**Document section:**
━━━━━━━━

Add tools for generating kernel data structures and uAPI headers.
- Expose all net/core sysctls inside netns.
- Remove 4s sleep in netpoll if carrier is instantly detected on
boot.
- Add configurable limit of MDB entries per port, and port-vlan.
- Continue populating drop reasons throughout the stack.
- Retire a handful of legacy Qdiscs and classifiers.
Protocols:
- Support IPv4 big TCP (TSO frames larger than 64kB).
- Add IP_LOCAL_PORT_RANGE socket option, to control local port range
on socket by socket basis.
- Track and report in procfs number of MPTCP sockets used.
- Support mixing IPv4 and IPv6 flows in the in-kernel MPTCP path
manager.
- IPv6: don't check net.ipv6.route.max_size and rely on garbage
collection to free memory (similarly to IPv4).
- Support Penultimate Segment Pop (PSP) flavor in SRv6 (RFC8986).
- ICMP: add per-rate limit counters.
- Add support for user scanning requests in ieee802154.
- Remove static WEP support.
- Support minimal Wi-Fi 7 Extremely High Throughput (EHT) rate
reporting.
- WiFi 7 EHT channel puncturing support (client & AP).
BPF:
- Add a rbtree data structure following the "next-gen data structure"
precedent set by recently added linked list, that is, by using
kfunc + kptr instead of adding a new BPF map type.
- Expose XDP hints via kfuncs with initial support for RX hash and
timestamp metadata.

━━━━━━━━

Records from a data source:
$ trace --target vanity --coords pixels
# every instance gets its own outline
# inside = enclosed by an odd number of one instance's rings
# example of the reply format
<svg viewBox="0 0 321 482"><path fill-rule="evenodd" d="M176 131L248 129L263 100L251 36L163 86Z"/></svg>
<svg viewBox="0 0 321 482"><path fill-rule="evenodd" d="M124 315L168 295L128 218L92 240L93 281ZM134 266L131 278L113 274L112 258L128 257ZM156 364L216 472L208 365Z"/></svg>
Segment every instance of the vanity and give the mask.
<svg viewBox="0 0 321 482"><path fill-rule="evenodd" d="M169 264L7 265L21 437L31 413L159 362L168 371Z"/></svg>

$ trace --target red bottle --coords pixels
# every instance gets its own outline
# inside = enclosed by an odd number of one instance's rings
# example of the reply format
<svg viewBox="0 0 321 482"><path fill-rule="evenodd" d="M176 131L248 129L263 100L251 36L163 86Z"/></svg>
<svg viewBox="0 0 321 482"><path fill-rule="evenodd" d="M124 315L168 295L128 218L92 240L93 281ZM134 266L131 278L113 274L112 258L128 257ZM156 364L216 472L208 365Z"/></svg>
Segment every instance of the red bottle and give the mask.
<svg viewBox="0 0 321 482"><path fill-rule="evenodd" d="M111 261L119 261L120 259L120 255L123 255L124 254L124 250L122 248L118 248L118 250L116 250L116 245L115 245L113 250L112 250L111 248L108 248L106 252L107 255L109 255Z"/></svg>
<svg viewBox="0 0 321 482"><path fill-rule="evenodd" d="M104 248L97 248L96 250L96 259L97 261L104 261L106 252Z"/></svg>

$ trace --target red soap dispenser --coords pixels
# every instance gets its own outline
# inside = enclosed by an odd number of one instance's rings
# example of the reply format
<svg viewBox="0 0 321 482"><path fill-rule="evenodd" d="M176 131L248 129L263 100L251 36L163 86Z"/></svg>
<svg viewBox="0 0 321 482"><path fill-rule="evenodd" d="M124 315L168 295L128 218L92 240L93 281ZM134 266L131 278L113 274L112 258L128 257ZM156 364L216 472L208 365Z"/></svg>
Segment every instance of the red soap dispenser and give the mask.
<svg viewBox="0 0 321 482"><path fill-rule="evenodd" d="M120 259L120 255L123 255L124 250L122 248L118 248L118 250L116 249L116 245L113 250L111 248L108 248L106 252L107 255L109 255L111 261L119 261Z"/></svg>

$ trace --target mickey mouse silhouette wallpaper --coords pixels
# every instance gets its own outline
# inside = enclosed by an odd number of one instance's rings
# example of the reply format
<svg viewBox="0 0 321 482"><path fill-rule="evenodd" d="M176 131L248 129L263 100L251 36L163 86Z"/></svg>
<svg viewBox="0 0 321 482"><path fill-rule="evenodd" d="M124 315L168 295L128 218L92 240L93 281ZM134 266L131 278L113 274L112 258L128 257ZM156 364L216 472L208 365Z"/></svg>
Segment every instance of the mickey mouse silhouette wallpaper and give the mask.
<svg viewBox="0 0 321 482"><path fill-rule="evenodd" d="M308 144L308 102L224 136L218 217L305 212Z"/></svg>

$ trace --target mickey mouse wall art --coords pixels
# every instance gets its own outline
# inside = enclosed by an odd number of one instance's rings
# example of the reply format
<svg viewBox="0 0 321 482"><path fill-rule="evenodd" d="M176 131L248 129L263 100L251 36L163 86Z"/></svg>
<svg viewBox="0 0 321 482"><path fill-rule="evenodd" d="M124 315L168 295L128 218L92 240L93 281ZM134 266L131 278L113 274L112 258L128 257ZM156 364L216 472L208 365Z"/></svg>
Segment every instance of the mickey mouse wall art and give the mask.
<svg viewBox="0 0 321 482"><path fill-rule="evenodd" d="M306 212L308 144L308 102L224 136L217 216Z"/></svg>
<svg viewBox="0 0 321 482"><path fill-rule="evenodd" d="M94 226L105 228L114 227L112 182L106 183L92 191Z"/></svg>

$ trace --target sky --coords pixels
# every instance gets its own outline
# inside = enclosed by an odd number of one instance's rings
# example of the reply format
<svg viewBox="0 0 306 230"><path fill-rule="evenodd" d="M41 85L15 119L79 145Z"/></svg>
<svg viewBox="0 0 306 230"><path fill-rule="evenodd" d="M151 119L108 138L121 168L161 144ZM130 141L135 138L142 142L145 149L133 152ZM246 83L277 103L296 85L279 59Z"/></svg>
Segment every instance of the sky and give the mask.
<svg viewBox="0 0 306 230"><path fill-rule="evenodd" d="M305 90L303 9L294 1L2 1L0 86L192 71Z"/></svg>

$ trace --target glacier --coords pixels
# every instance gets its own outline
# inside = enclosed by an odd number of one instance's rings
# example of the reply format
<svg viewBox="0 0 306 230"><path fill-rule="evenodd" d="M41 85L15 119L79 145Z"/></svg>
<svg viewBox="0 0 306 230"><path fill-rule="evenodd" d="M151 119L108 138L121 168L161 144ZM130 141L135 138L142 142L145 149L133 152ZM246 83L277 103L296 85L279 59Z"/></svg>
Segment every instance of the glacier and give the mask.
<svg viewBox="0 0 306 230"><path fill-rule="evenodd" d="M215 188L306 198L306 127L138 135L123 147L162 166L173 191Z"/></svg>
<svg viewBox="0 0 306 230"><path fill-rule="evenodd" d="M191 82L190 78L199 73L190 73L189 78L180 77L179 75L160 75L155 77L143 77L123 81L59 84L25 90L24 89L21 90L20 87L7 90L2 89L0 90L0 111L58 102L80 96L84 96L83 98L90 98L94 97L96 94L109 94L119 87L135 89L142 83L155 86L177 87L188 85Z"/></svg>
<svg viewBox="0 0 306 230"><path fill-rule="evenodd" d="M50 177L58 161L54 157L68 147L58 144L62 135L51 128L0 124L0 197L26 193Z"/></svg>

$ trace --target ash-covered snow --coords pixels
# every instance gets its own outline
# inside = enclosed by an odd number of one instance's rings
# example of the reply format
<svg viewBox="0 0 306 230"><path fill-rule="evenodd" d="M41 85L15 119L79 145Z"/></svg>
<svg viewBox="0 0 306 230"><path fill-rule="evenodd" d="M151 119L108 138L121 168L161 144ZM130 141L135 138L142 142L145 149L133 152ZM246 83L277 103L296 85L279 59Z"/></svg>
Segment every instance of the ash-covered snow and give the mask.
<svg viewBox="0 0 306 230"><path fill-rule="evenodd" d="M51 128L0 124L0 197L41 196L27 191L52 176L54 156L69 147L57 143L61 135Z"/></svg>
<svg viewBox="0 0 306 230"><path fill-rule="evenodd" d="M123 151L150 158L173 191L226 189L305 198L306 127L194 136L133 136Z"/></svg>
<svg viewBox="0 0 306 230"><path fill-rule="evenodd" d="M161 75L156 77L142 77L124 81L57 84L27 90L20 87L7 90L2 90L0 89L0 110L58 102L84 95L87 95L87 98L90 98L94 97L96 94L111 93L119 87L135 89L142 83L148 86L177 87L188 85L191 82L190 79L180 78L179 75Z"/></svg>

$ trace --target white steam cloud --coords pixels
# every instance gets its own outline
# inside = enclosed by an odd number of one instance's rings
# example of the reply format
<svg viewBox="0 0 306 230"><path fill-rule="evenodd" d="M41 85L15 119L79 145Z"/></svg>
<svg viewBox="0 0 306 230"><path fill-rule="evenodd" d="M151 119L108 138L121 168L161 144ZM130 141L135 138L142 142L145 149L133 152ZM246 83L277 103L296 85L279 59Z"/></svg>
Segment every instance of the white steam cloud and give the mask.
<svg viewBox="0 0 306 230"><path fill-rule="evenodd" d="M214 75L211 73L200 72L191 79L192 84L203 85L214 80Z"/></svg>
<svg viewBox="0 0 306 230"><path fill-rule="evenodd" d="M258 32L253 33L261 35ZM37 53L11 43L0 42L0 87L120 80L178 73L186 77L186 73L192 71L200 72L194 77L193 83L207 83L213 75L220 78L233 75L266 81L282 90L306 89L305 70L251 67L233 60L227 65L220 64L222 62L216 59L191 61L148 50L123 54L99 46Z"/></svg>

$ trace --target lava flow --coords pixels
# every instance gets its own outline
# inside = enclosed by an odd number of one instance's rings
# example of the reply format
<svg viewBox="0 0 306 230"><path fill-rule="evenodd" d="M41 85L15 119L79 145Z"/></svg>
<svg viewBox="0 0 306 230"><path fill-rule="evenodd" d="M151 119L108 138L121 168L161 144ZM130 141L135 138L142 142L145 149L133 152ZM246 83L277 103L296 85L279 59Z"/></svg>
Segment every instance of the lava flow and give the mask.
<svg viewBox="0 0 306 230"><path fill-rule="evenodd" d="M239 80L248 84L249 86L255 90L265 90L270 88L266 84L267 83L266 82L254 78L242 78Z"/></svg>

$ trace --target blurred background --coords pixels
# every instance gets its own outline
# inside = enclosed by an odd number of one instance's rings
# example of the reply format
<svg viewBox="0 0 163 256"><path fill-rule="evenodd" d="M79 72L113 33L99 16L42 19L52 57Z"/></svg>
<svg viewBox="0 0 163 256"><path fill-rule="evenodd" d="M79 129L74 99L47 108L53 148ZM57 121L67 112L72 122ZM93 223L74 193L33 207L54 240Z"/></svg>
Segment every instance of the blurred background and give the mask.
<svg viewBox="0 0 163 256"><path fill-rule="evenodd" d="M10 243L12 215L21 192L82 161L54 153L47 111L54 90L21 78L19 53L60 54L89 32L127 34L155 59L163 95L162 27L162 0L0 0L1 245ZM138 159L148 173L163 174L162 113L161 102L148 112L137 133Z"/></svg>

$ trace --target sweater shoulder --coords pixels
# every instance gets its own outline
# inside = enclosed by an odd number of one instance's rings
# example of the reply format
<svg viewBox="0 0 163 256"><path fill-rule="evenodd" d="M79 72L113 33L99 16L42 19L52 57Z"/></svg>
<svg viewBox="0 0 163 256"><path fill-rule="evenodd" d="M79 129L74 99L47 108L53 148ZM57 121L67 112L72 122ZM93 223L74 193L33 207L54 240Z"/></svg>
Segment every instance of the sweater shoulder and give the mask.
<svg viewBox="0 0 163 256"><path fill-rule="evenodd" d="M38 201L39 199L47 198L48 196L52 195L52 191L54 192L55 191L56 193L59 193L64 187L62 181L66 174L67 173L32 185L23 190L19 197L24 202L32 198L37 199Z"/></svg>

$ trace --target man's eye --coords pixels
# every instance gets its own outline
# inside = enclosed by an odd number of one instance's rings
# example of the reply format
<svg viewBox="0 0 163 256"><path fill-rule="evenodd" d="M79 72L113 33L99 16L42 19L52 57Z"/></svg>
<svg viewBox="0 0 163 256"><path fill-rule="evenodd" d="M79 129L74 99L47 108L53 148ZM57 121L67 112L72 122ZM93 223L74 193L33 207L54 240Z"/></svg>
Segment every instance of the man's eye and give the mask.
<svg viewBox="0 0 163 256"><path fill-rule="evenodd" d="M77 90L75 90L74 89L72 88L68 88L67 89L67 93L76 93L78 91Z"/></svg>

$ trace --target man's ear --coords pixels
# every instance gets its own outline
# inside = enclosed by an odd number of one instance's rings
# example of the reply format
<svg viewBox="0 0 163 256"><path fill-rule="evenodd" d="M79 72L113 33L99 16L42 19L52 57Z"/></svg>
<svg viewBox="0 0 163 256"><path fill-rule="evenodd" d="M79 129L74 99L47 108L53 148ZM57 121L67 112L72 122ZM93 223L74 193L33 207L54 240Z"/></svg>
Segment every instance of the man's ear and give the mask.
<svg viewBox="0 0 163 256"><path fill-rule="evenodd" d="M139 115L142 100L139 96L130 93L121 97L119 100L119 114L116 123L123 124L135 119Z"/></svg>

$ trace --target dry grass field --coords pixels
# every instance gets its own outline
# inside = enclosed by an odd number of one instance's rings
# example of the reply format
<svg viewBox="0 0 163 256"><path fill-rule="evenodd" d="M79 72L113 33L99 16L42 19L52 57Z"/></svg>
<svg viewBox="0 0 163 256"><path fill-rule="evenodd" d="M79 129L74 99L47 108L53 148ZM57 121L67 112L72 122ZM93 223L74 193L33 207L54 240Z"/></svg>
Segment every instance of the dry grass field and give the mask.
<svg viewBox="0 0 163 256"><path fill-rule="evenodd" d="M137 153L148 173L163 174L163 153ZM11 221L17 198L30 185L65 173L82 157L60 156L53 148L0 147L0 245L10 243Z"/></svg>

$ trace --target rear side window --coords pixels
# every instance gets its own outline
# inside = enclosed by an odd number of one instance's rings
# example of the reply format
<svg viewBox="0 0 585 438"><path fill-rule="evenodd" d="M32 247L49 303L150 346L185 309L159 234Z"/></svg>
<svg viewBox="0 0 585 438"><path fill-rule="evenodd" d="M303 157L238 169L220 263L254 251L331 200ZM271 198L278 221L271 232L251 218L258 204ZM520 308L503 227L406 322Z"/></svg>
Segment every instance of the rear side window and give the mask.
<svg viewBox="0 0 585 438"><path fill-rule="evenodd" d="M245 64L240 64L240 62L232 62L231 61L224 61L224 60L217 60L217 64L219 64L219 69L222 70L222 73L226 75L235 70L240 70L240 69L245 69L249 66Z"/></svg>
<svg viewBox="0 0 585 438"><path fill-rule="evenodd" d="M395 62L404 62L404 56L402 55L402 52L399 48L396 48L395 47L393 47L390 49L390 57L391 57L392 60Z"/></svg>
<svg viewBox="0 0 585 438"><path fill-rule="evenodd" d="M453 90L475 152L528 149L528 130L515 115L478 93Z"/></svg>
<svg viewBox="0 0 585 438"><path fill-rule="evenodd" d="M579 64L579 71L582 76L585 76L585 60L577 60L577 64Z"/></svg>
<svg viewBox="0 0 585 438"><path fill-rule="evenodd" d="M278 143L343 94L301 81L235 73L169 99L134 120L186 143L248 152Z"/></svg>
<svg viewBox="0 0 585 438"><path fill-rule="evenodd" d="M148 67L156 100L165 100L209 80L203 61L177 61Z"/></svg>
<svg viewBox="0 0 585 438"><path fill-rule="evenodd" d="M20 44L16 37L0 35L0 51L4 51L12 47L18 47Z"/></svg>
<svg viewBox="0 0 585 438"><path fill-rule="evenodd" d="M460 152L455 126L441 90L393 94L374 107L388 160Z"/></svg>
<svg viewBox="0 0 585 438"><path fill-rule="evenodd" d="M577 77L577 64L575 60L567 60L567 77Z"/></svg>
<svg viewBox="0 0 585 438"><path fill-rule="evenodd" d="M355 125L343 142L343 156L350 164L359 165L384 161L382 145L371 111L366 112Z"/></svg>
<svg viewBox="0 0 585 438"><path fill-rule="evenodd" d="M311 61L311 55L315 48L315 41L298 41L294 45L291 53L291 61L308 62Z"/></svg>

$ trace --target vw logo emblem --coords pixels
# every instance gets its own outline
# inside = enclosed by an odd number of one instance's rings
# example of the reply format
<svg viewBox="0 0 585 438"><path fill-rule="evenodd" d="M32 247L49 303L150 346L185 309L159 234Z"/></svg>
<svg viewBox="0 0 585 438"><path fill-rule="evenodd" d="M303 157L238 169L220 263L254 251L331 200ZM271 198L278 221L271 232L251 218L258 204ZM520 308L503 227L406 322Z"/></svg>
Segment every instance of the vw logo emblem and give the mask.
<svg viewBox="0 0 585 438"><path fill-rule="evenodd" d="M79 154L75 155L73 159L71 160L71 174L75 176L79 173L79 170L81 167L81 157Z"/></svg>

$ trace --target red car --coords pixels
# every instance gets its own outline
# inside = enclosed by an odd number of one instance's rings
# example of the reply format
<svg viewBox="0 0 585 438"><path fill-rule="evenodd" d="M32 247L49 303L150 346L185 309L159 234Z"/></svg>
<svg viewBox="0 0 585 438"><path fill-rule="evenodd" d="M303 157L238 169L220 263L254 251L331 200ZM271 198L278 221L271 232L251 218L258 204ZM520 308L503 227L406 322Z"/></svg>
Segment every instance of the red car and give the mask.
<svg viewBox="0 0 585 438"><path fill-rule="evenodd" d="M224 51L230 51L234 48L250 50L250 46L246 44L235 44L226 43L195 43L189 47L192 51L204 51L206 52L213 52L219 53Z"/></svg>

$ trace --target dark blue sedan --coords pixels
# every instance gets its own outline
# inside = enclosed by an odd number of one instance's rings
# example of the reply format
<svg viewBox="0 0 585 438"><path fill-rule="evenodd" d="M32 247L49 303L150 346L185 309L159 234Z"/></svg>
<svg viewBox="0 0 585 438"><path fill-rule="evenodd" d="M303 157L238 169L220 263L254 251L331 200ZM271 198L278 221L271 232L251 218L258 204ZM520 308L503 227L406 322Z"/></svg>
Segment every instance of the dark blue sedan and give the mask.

━━━━━━━━

**Task list:**
(a) According to the networking changelog, why was the IP_LOCAL_PORT_RANGE socket option added? Answer in one to three sentences.
(b) Continue the networking changelog from the point where it stops.

**Your responses:**
(a) The IP_LOCAL_PORT_RANGE socket option was added so that the local port range can be controlled on a socket-by-socket basis.

(b)
- Add BPF_F_NO_TUNNEL_KEY extension to bpf_skb_set_tunnel_key to
better support decap on GRE tunnel devices not operating in collect
metadata.
- Improve x86 JIT's codegen for PROBE_MEM runtime error checks.
- Remove the need for trace_printk_lock for bpf_trace_printk and
bpf_trace_vprintk helpers.
- Extend libbpf's bpf_tracing.h support for tracing arguments of
kprobes/uprobes and syscall as a special case.
- Significantly reduce the search time for module symbols by
livepatch and BPF.
- Enable cpumasks to be used as kptrs, which is useful for tracing
programs tracking which tasks end up running on which CPUs in
different time intervals.
- Add support for BPF trampoline on s390x and riscv64.
- Add capability to export the XDP features supported by the NIC.
- Add __bpf_kfunc tag for marking kernel functions as kfuncs.
- Add cgroup.memory=nobpf kernel parameter option to disable BPF
memory accounting for container environments.
Netfilter:
- Remove the CLUSTERIP target. It has been marked as obsolete for
years, and we still have WARN splats wrt races of the out-of-band
/proc interface installed by this target.
- Add 'destroy' commands to nf_tables. They are identical to the
existing 'delete' commands, but do not return an error if the
referenced object (set, chain, rule...) did not exist.
Driver API:
- Improve cpumask_local_spread() locality to help NICs set the right
IRQ affinity on AMD platforms.
- Separate C22 and C45 MDIO bus transactions more clearly.
- Introduce new DCB table to control DSCP rewrite on egress.
- Support configuration of Physical Layer Collision Avoidance (PLCA)
Reconciliation Sublayer (RS) (802.3cg-2019). Modern version of
shared medium Ethernet.
- Support for MAC Merge layer (IEEE 802.3-2018 clause 99). Allowing
preemption of low priority frames by high priority frames.
- Add support for controlling MACSec offload using netlink SET.
- Rework devlink instance refcounts to allow registration and
de-registration under the instance lock. Split the code into
multiple files, drop some of the unnecessarily granular locks and
factor out common parts of netlink operation handling.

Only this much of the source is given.